▶ _Problem description_: Begin with the line that contains "Exercise. Pin every instance of the building" and transcribe each line after it, up to and including the last line of the listing below.

▶ _Excerpted records_:
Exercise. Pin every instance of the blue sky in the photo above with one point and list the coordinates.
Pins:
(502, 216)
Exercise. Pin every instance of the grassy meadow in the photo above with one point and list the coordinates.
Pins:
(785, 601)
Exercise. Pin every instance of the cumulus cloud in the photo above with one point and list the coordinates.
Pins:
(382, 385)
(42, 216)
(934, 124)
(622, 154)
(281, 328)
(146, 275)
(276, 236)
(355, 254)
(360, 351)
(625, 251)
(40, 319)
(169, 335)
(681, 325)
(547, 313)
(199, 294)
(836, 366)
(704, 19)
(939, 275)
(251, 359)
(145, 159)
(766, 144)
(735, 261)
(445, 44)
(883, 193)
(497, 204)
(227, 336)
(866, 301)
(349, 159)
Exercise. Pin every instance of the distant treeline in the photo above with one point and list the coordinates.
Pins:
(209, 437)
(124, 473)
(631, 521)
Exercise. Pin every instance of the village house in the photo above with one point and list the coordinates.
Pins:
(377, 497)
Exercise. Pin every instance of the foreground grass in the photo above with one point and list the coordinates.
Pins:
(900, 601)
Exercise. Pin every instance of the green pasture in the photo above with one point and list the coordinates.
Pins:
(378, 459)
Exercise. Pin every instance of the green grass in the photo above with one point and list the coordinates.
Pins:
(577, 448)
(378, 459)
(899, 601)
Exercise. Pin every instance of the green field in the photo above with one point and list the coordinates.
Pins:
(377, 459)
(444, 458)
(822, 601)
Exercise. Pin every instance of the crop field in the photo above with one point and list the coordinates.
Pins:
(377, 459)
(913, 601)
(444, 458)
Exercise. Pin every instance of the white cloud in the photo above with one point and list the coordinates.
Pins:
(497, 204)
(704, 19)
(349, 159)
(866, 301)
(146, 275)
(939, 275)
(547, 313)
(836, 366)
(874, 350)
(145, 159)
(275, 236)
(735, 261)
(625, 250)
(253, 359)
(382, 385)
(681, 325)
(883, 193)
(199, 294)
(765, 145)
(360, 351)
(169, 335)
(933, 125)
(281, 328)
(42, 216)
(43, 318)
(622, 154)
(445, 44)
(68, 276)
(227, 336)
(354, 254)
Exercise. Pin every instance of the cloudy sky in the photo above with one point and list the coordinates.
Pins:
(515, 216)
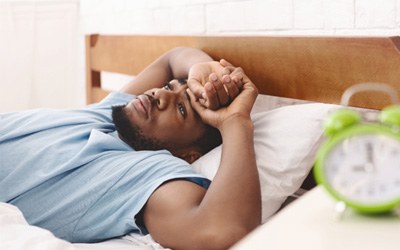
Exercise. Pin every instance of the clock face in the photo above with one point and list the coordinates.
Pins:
(365, 168)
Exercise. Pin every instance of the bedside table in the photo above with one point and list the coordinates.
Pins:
(311, 222)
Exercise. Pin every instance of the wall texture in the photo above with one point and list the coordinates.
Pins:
(276, 17)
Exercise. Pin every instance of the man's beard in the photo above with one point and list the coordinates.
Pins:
(132, 134)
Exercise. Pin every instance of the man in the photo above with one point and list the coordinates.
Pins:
(70, 171)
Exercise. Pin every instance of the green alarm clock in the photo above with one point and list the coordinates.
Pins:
(359, 163)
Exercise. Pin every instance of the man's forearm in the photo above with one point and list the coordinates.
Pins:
(235, 190)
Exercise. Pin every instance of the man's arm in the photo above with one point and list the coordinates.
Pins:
(182, 215)
(174, 64)
(210, 80)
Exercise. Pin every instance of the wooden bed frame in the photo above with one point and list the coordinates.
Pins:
(308, 68)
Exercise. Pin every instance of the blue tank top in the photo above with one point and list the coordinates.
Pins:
(68, 171)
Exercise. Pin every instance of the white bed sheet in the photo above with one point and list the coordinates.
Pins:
(16, 233)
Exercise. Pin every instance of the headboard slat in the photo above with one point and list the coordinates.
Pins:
(310, 68)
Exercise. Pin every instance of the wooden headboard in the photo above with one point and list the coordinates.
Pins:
(308, 68)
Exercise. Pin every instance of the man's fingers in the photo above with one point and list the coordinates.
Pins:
(225, 63)
(193, 101)
(196, 88)
(221, 93)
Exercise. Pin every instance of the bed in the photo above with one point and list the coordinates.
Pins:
(300, 79)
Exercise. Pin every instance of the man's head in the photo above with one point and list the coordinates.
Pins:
(163, 118)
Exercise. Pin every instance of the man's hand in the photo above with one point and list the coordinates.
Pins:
(215, 84)
(240, 107)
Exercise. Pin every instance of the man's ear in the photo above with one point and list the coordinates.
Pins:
(190, 155)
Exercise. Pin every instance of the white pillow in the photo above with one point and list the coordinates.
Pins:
(286, 140)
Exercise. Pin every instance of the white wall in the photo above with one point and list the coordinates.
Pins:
(209, 17)
(39, 54)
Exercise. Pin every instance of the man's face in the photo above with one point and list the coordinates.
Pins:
(166, 115)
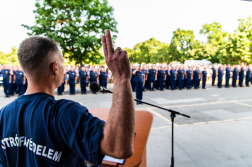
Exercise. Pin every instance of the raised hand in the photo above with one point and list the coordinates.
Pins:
(117, 60)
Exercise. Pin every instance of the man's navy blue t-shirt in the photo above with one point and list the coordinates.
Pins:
(37, 130)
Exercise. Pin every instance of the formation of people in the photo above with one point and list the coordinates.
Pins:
(85, 76)
(144, 77)
(13, 80)
(159, 77)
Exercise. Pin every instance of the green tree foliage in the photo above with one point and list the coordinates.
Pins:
(145, 52)
(9, 58)
(76, 25)
(182, 44)
(216, 41)
(239, 46)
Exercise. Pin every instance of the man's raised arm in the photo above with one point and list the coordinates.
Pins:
(119, 129)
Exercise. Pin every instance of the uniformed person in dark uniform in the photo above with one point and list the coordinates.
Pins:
(204, 78)
(139, 83)
(180, 78)
(104, 77)
(13, 81)
(20, 79)
(241, 76)
(235, 74)
(6, 80)
(94, 77)
(196, 77)
(228, 70)
(189, 77)
(83, 74)
(185, 80)
(220, 75)
(161, 74)
(157, 85)
(144, 71)
(152, 75)
(133, 79)
(61, 87)
(248, 75)
(167, 73)
(72, 80)
(173, 78)
(213, 75)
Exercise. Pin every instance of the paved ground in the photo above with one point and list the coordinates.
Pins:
(218, 134)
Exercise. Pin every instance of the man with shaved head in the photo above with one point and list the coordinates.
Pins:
(37, 130)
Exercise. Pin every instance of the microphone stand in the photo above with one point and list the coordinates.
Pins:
(173, 115)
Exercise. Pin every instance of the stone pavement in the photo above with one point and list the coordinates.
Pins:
(218, 134)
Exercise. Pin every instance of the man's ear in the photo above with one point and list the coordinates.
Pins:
(55, 68)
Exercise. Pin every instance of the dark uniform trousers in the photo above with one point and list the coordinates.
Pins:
(213, 78)
(104, 83)
(180, 82)
(83, 85)
(248, 77)
(6, 86)
(234, 80)
(139, 90)
(196, 82)
(167, 81)
(161, 83)
(152, 80)
(227, 80)
(133, 84)
(72, 86)
(241, 78)
(60, 89)
(204, 82)
(220, 74)
(172, 83)
(188, 82)
(20, 87)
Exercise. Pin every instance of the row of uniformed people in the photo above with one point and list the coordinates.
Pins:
(14, 80)
(237, 73)
(169, 77)
(84, 76)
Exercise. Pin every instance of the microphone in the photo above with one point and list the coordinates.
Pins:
(95, 87)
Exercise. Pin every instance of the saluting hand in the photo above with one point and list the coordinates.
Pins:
(117, 60)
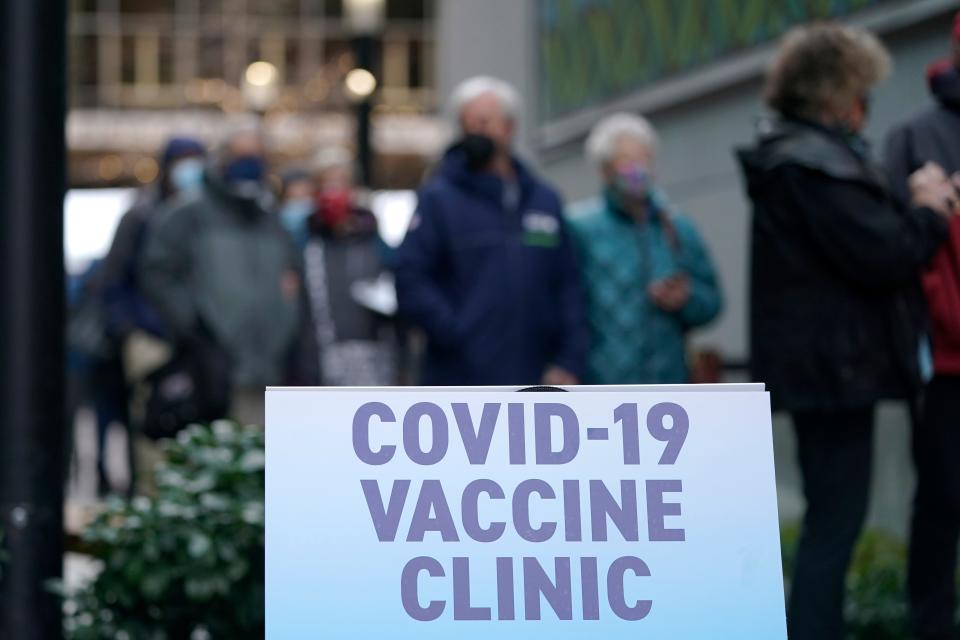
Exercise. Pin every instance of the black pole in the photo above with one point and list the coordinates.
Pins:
(32, 424)
(364, 50)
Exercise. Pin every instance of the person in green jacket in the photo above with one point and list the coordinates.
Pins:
(226, 279)
(647, 273)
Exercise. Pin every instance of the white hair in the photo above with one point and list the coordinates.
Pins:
(472, 88)
(602, 142)
(331, 158)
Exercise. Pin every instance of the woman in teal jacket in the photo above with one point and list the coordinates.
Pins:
(648, 276)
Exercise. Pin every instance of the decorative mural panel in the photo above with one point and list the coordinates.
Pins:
(591, 51)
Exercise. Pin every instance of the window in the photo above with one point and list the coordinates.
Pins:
(128, 59)
(210, 56)
(167, 64)
(333, 8)
(84, 61)
(147, 6)
(407, 9)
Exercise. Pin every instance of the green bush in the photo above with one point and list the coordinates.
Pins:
(876, 600)
(188, 561)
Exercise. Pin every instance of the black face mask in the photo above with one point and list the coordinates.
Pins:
(478, 150)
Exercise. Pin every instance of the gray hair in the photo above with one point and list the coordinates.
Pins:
(472, 88)
(602, 142)
(330, 158)
(822, 69)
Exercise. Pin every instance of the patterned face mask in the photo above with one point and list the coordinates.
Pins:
(632, 181)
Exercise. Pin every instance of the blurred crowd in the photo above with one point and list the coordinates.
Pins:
(219, 284)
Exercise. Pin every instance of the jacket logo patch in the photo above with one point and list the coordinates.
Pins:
(540, 229)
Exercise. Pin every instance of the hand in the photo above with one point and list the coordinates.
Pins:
(930, 187)
(556, 376)
(670, 294)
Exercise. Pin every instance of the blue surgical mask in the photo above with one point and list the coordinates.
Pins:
(633, 182)
(244, 169)
(187, 175)
(294, 214)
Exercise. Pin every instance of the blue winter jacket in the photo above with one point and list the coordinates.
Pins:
(632, 340)
(487, 270)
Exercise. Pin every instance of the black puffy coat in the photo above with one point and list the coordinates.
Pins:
(835, 308)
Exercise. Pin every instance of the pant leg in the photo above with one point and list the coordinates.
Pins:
(935, 525)
(835, 449)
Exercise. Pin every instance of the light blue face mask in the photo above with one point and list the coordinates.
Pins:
(187, 175)
(293, 217)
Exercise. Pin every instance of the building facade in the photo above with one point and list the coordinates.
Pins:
(143, 70)
(694, 68)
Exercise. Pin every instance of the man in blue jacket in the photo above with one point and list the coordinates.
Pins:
(487, 269)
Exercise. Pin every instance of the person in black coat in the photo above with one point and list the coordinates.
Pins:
(933, 135)
(835, 310)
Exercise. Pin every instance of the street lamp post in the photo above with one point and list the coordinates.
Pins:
(32, 421)
(365, 19)
(260, 86)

▶ _Exercise solution_:
Exercise. Pin every instance of the building facade in the photo above with one point and list the coordinates.
Pins:
(143, 70)
(694, 68)
Exercise. Pin every instance of the man in blue jacket in the photo above with one point and list the coordinates.
Pins:
(487, 269)
Exercise. Pin every instance of the person in black coat in the photo above with one point and list the coordinates.
Pins:
(933, 135)
(835, 310)
Exercise. Pin every instance of the street lamp post in the photo above with one point and list the coordinates.
Pins:
(32, 421)
(365, 19)
(260, 86)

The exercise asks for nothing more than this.